(Data from a collection)
● ● ● ● ● ● ●

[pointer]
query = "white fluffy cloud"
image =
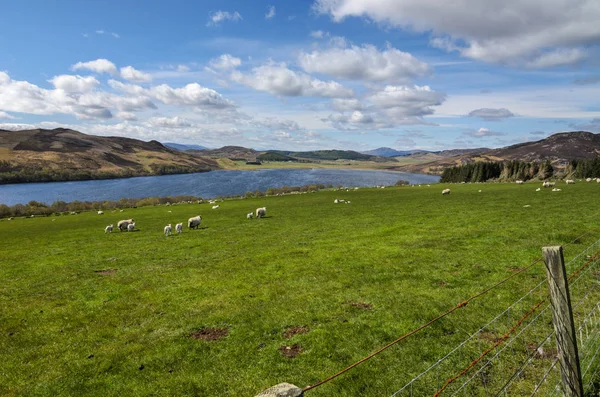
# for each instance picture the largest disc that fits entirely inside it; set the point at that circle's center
(225, 62)
(532, 33)
(364, 63)
(74, 84)
(168, 122)
(219, 16)
(98, 66)
(491, 114)
(483, 133)
(132, 74)
(387, 108)
(270, 12)
(278, 79)
(192, 94)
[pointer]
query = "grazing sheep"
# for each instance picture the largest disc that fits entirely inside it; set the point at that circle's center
(122, 225)
(261, 212)
(194, 222)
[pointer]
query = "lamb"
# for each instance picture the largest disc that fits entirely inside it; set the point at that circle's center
(194, 222)
(261, 212)
(122, 225)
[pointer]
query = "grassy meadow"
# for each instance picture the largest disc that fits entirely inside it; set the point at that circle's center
(84, 313)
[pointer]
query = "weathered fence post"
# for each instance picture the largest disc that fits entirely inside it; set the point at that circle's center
(562, 318)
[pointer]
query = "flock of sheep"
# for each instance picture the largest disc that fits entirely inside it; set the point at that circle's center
(193, 223)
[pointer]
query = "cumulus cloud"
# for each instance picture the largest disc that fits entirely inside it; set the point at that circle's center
(132, 74)
(275, 123)
(270, 13)
(225, 62)
(190, 95)
(389, 107)
(497, 31)
(73, 84)
(98, 66)
(217, 17)
(483, 133)
(318, 34)
(593, 125)
(491, 114)
(168, 122)
(364, 63)
(277, 79)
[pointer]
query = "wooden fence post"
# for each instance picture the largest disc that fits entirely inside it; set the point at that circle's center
(562, 318)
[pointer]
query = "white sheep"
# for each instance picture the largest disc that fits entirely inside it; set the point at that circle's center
(261, 212)
(194, 222)
(122, 225)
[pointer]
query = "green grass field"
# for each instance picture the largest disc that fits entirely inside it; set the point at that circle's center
(355, 276)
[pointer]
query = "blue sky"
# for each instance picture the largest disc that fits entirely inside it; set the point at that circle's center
(301, 75)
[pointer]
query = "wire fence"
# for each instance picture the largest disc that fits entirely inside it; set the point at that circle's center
(515, 352)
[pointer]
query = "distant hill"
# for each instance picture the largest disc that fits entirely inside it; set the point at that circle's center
(559, 148)
(183, 147)
(389, 152)
(62, 154)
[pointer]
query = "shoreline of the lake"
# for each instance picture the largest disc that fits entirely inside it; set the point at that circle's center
(219, 183)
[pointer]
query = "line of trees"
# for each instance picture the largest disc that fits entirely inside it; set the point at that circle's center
(60, 207)
(589, 168)
(496, 170)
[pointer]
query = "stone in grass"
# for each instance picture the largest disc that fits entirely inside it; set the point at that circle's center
(282, 390)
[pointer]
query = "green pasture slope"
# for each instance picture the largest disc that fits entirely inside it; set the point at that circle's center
(400, 255)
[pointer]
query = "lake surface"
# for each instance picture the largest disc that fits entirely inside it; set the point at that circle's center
(205, 185)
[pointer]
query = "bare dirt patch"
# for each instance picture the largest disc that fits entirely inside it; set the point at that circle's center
(291, 351)
(105, 272)
(210, 334)
(362, 305)
(295, 330)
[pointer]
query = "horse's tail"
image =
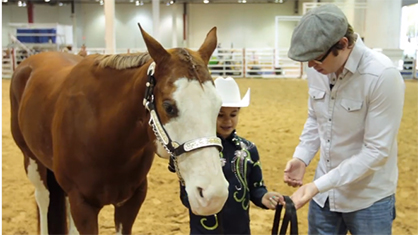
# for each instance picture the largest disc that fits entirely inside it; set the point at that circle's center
(57, 216)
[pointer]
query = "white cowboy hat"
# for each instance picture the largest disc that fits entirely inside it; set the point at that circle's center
(229, 91)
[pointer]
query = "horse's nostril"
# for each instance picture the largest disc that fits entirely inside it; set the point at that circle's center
(200, 191)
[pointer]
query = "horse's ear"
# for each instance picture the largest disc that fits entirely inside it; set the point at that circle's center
(209, 45)
(156, 51)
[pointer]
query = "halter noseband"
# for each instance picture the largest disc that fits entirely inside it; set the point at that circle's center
(173, 148)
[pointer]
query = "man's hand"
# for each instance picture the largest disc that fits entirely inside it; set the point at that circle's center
(271, 199)
(304, 194)
(294, 172)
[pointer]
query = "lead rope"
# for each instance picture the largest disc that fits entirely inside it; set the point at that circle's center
(290, 216)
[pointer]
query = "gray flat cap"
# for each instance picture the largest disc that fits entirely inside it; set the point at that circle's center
(317, 31)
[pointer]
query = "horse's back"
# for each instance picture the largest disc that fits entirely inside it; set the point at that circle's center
(34, 88)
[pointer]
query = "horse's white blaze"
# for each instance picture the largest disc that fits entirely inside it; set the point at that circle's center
(41, 195)
(198, 106)
(72, 229)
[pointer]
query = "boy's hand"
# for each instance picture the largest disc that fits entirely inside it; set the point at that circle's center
(304, 194)
(270, 200)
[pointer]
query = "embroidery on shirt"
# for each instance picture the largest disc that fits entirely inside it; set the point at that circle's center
(239, 167)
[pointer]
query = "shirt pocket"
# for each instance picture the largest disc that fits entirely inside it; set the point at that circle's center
(351, 105)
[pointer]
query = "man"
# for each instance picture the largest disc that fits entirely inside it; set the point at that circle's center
(355, 106)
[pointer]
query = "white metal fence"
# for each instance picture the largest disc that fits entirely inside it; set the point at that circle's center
(243, 63)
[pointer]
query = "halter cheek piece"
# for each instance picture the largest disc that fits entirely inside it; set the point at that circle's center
(173, 148)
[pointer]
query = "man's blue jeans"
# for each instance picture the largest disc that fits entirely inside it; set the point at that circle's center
(376, 219)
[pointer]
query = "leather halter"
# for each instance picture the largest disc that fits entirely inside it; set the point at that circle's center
(172, 147)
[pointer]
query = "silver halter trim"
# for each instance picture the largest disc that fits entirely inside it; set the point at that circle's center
(172, 147)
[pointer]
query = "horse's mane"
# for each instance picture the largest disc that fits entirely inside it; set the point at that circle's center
(122, 61)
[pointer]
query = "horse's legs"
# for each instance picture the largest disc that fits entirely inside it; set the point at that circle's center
(72, 228)
(125, 214)
(85, 215)
(37, 175)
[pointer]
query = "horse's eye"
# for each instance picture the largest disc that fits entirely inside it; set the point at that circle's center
(170, 108)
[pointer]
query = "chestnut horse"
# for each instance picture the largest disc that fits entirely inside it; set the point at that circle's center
(89, 127)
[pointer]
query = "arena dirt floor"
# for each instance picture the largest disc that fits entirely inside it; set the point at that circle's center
(273, 122)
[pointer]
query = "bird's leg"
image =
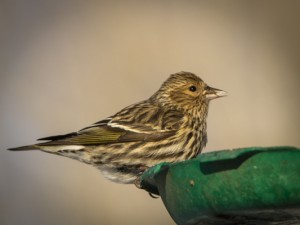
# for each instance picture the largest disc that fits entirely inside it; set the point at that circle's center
(137, 183)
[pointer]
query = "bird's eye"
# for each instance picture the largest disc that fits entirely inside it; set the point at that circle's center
(192, 88)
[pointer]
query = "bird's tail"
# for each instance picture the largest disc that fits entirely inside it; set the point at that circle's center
(25, 148)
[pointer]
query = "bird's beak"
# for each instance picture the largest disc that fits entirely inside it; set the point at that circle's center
(212, 93)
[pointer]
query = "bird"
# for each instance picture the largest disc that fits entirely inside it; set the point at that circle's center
(170, 126)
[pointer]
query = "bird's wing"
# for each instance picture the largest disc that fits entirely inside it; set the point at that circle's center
(118, 130)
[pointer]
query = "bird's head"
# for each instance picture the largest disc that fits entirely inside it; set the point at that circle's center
(186, 91)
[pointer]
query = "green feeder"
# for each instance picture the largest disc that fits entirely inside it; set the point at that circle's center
(241, 186)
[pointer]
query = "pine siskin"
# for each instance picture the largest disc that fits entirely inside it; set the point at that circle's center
(170, 126)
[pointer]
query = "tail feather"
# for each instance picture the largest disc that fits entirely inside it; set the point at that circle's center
(24, 148)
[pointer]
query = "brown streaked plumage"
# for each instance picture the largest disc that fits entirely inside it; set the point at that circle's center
(170, 126)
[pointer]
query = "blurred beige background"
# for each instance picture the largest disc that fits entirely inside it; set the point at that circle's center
(66, 64)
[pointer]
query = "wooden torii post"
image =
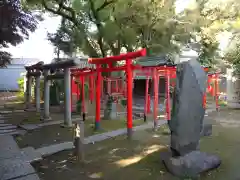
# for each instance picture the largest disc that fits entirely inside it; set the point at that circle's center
(128, 68)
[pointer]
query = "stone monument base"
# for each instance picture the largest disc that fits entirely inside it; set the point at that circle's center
(191, 164)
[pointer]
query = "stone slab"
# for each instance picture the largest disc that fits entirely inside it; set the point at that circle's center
(8, 148)
(17, 132)
(30, 154)
(29, 177)
(206, 130)
(4, 131)
(8, 127)
(187, 111)
(14, 168)
(5, 112)
(3, 125)
(29, 127)
(1, 121)
(49, 150)
(190, 165)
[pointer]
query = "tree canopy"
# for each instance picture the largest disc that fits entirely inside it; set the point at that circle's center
(15, 25)
(106, 27)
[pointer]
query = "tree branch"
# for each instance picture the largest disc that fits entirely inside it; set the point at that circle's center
(105, 4)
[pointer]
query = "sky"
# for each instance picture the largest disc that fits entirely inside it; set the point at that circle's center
(37, 46)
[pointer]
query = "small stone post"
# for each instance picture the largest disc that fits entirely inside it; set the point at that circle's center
(79, 141)
(37, 93)
(67, 97)
(233, 89)
(46, 95)
(28, 91)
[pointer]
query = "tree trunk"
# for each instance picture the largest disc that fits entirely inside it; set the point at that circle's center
(233, 89)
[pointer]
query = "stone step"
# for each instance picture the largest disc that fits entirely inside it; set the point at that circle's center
(4, 125)
(31, 155)
(4, 131)
(8, 127)
(15, 168)
(8, 147)
(1, 121)
(17, 132)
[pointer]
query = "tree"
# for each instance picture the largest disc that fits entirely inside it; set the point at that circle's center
(106, 27)
(15, 25)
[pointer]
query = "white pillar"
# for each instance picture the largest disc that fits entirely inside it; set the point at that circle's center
(46, 96)
(233, 90)
(37, 94)
(67, 97)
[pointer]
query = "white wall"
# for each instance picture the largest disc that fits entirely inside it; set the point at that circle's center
(9, 77)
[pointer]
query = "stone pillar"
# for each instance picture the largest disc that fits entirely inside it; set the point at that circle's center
(46, 115)
(233, 90)
(28, 91)
(37, 94)
(67, 97)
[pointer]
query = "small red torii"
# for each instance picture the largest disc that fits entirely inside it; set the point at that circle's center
(128, 68)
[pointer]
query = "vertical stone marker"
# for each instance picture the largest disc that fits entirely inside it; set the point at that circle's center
(186, 124)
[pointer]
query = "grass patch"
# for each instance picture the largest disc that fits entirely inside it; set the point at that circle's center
(54, 134)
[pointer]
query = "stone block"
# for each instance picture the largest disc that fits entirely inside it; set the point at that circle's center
(206, 130)
(3, 125)
(29, 127)
(187, 111)
(29, 177)
(9, 147)
(14, 168)
(29, 154)
(49, 150)
(8, 127)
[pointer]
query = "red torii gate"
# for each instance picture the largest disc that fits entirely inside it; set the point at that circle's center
(169, 72)
(128, 68)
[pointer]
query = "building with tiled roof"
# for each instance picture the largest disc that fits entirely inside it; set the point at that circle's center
(10, 75)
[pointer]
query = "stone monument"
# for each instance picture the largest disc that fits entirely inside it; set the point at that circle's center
(186, 125)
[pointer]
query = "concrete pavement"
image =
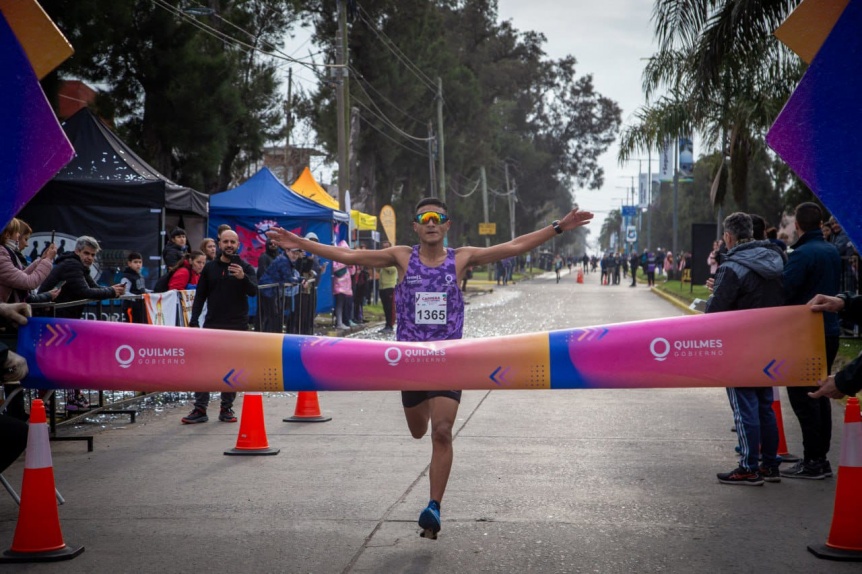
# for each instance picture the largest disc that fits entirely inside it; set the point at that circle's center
(544, 481)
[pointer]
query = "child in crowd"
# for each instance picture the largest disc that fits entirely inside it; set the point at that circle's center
(133, 310)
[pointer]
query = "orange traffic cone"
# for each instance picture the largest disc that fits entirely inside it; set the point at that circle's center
(845, 536)
(307, 409)
(779, 420)
(252, 431)
(38, 537)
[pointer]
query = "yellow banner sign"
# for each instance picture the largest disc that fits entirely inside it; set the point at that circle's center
(387, 220)
(487, 229)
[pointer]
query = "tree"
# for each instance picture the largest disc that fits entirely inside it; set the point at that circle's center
(192, 95)
(726, 77)
(505, 104)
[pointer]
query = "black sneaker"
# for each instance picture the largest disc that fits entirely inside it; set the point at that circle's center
(227, 416)
(770, 473)
(807, 469)
(741, 476)
(196, 416)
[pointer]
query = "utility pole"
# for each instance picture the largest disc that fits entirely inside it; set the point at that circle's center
(288, 110)
(441, 172)
(649, 198)
(431, 182)
(511, 195)
(485, 210)
(675, 194)
(341, 101)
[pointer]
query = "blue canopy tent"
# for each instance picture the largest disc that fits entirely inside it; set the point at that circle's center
(263, 202)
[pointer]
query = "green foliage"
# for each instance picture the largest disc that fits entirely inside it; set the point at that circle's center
(505, 105)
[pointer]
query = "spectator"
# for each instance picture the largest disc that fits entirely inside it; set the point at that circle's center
(839, 238)
(188, 271)
(669, 267)
(16, 278)
(133, 282)
(813, 266)
(634, 261)
(342, 288)
(73, 268)
(749, 278)
(772, 236)
(650, 267)
(847, 381)
(176, 247)
(13, 429)
(388, 279)
(361, 288)
(273, 305)
(269, 254)
(713, 259)
(225, 286)
(208, 248)
(311, 269)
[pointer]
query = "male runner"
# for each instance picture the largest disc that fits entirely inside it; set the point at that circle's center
(429, 307)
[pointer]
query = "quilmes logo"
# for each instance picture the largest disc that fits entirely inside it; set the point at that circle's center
(126, 355)
(661, 348)
(393, 355)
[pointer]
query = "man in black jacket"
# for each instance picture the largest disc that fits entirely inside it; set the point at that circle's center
(225, 286)
(847, 381)
(750, 278)
(74, 269)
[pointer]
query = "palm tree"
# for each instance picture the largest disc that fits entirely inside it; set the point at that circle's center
(725, 76)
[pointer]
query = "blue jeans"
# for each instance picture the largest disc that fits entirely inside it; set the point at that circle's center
(755, 425)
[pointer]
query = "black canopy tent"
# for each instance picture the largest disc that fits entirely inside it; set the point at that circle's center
(109, 192)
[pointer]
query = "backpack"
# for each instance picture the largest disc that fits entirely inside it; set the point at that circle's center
(162, 284)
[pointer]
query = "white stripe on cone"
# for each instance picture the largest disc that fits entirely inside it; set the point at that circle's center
(851, 448)
(38, 449)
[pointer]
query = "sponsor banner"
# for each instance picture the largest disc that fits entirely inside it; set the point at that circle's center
(715, 350)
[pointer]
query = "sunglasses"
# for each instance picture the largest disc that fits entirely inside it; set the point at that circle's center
(437, 218)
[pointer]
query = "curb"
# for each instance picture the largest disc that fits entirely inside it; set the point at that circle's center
(675, 301)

● ● ● ● ● ● ●

## Short problem
Extract every line of the data above that contains the string "cone", treating uppercase and lowercase letters as distinct.

## Written solution
query = "orange traffic cone"
query = "white stripe on cone"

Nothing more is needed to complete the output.